Excerpt provided.
####
The following offers a glimpse of our ongoing dialogue.
—Tyrone Boucher
Tyrone: An important thing that defined the Revolutionary Giving session was that poor people were framing the conversation, not funders—so we were able to talk about the role that structural violence and histories of oppression play in funding dynamics. Those conversations don’t usually happen, because of how much is at stake—there’s often a silent imperative not to alienate donors by talking about oppression in a way that implicates them. POOR reframes the dynamic so that funders are responsible to grassroots organizers instead of the other way around.
Tiny: The way POOR thinks about funding is completely informed by our beliefs about poverty scholarship. It’s crucial to look at whose knowledge is considered valuable. Who knows how to best meet the needs of poor people and other marginalized communities—a wealthy funder with a master’s, or an indigena elder who’s been in poverty their whole life? Revolutionary giving is about recognizing that having wealth doesn’t qualify you to direct movements. And it doesn’t entitle you to keep that wealth—that’s what community reparations is about.
Tyrone: Can you talk more about community reparations?
Tiny: Community reparations means that decisions about how to help people in struggle are made by people in struggle—and that people with resources hear that knowledge and take action accordingly.
Reparations is about repairing a wrong—if you know your money comes from wrong-ass places, if you have an understanding of histories of oppression and stolen resources, then there should be no question that you’ll direct that money back towards the communities or movements that were harmed in the creation of that wealth.
One beautiful example is that one of the solidarity-board members at POOR is launching an effort to get land for [our] Homefulness [project]—because that’s where her reparations need to go, because her family made money on real-estate development and speculation.
Community reparations is a spectrum, it’s a way of life. It’s about not devaluing or criminalizing the choices poor people make, the things we do to survive. The way that we’ve managed to do so much of what we’ve done at POOR is through what I call “underground economic strategies”—i.e., beg, borrow, and steal. And that’s essentially how all us poor folks ever do anything—we use economic strategies that are criminalized. When poor people figure out how to do something outside of the norm, it’s criminalized—whereas if Dick Cheney figures out how to do something outside of a norm, it’s called a corporation.
So another level of community reparations would be giving money to underground economic strategists panhandling on the street, without tripping about what they’’re going to do with the money. A CEO of Chevron doesn’’t get questions about what they’’re doing with their money— – why should a panhandler?
Tyrone: It’s a powerful model to apply to philanthropy, because it shifts the focus away from outcomes—receiving grants is usually dependent on having the right language, the best application, the right kind of reporting—doing what funders want, basically.
Tiny: Exactly. At POOR, we refuse to talk in outcomes—how many poor people did you teach in 2009, how much did they learn, how many jobs did they get, how long did they stay in their housing, and all that crap.
Not only is that shit disrespectful, but it wastes a lot of time, a lot of energy, a lot of fucking trees, and a lot of people’s work that could be spent on actual solutions.
Tyrone: It feels like community reparations is more challenging to implement the larger the scale becomes—like the more privilege/power/resources people have, the more desperately we try to hold onto it.
####
Instructions for the task.
Continue the interview on community reparations and revolutionary giving, picking up right after Tyrone's last remark about holding onto privilege, power, and resources.

Information given.
####
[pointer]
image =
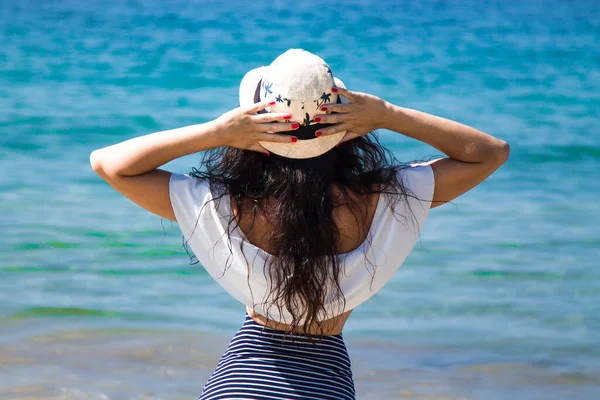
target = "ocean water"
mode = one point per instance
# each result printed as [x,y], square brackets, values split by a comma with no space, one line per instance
[500,299]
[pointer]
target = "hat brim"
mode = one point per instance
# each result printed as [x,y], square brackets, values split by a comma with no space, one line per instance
[302,148]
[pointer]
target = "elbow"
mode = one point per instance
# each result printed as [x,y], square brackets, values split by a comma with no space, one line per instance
[500,152]
[504,151]
[96,161]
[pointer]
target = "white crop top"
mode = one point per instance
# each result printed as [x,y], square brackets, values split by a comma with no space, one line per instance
[367,269]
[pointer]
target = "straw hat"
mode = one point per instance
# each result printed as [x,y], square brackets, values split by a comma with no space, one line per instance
[298,82]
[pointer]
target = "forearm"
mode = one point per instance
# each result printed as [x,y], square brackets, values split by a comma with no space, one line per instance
[146,153]
[458,141]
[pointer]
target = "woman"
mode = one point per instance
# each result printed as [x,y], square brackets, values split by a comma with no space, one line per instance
[299,213]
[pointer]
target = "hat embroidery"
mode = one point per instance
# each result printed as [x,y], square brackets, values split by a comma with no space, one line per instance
[267,88]
[279,99]
[307,120]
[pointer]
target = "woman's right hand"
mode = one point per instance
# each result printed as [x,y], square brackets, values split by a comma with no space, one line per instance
[243,128]
[363,114]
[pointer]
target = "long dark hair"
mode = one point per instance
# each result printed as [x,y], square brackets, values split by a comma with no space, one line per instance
[304,267]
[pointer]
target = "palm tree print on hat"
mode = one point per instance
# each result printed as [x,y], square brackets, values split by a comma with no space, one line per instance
[325,98]
[307,120]
[267,88]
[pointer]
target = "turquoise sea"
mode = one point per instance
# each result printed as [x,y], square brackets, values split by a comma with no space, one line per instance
[500,299]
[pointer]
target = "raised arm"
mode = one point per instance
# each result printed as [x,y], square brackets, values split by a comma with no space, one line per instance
[472,154]
[130,167]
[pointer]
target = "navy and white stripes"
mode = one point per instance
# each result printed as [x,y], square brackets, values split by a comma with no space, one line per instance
[264,363]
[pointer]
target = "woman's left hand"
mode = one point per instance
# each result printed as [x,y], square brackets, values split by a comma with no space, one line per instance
[363,114]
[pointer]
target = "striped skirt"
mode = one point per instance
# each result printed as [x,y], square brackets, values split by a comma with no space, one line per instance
[263,363]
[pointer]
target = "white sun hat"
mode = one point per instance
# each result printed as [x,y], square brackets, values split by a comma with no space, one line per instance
[298,82]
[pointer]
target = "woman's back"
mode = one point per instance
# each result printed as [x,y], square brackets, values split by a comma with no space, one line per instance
[352,215]
[310,229]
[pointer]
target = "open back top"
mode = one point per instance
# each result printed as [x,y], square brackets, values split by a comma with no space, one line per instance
[239,266]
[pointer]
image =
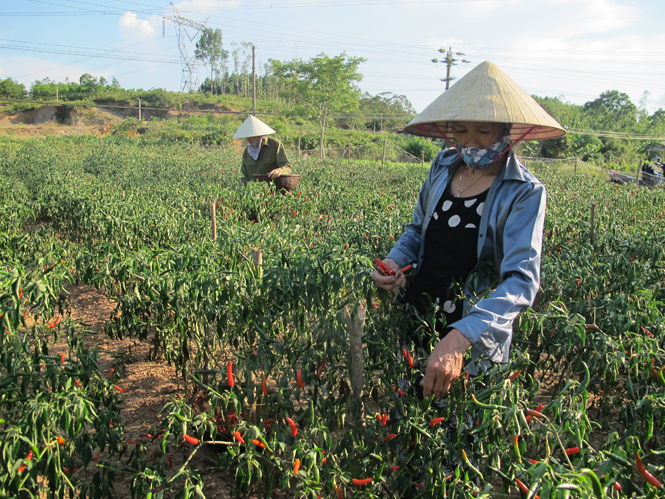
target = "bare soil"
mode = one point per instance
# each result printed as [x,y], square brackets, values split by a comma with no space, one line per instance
[148,387]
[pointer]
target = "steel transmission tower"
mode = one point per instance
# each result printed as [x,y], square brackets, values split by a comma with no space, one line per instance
[449,61]
[190,65]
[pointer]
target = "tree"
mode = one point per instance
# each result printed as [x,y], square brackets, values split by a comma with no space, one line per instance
[11,89]
[613,110]
[321,86]
[209,49]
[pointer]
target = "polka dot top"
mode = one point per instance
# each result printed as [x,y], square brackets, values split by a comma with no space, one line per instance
[451,246]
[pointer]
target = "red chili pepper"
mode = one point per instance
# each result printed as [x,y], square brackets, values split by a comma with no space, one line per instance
[435,421]
[294,429]
[521,486]
[229,373]
[191,440]
[383,268]
[645,474]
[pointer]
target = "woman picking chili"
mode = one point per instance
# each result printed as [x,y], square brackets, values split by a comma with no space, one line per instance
[476,233]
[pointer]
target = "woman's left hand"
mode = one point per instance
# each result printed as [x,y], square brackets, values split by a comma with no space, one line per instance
[444,365]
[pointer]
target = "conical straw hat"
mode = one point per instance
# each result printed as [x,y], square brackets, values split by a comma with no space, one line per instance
[253,127]
[486,94]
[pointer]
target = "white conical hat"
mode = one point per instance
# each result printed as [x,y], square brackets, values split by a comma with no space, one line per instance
[253,127]
[486,94]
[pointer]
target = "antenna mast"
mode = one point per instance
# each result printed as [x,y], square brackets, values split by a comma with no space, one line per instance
[190,70]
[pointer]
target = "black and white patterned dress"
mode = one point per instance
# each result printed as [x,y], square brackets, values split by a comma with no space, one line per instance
[451,248]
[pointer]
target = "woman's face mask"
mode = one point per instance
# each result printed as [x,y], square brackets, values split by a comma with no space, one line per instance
[481,144]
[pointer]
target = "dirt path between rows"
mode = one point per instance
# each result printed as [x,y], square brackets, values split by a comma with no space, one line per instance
[148,387]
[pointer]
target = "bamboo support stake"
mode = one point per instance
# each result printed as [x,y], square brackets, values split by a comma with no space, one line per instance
[257,260]
[592,234]
[355,328]
[213,216]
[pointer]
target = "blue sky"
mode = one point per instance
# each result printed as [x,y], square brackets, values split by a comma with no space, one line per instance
[574,49]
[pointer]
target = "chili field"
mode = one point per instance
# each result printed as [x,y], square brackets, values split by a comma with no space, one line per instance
[577,412]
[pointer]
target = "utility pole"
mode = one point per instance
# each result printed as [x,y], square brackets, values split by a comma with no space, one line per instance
[253,80]
[449,61]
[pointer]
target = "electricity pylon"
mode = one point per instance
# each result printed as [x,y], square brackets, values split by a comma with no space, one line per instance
[190,65]
[450,61]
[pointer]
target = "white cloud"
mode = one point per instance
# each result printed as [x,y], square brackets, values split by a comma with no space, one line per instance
[132,27]
[595,16]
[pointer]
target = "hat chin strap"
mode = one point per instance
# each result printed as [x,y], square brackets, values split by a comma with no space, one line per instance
[505,151]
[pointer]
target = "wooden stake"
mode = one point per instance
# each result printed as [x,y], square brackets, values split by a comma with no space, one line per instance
[257,259]
[214,219]
[355,328]
[592,234]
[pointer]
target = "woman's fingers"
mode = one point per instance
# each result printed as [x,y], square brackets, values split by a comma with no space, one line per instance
[444,365]
[389,283]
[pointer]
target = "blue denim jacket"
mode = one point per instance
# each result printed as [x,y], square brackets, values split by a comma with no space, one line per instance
[507,276]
####
Result for this task.
And you can go to a session like Revolutionary Giving and be inspired by concepts like community reparations, but if you have certain kinds of privilege it’s easy to retreat back into a community that’s detached from people in struggle.
Tiny: That’s why we have deeper conversations about interdependence. How do you teach people to be connected to their fellow humans? How do you teach people to be not just in relation to each other—like, say hello to the panhandler or whatever—but to actually have a responsibility to caregiving?
The teaching of that is rooted in figuring out your relationship to the planet, to your fellow beings. And not just a cute fuzzy cat, but the mama with six kids who has no money. It requires a very intense level of non-selfishness . . . really feeling like you are responsible for your fellow human being.
There are so many people who have nothing who live that way. That’s a mindfuck for a lot of people raised in capitalism, that there are many people whose primary, most deeply held value is taking care of their family and community. That is the final, and probably the deepest, strain of community reparations.
Tyrone: That’s what inspires me most when I organize other privileged folks—seeing people act not from a sense of guilt or charity or even a tight political analysis, but from a feeling of being bound up with other people on the planet. The bigger goal is moving people towards community and interdependence—and understanding how that can be a form of wealth that offers more safety and security than individual power and resources. Getting to that place feels like a spiritual process in some ways.
Tiny: Exactly. At POOR, we root what we do in spirituality and love and ancestor worship. It’s not religious—it’s an understanding that everyone comes with different relationships to the earth and our spirits and our beings and our gods and our folks, and the bigger understanding that we’re all really invested in the care of each other.
Tyrone: At the Revolutionary Giving session, we talked about the idea of living with/caring for families of origin. You posed it as a challenge to privileged people: “Would you be willing to move back home as part of your commitment to revolutionary giving?” It was pretty challenging and provocative for people. Could you talk more about what this idea means to you?
Tiny: There are a few different threads to this. The first one is the concrete level: the tangible results of collective living—resource sharing, reducing consumption, and so on—are in themselves radical acts that challenge capitalism.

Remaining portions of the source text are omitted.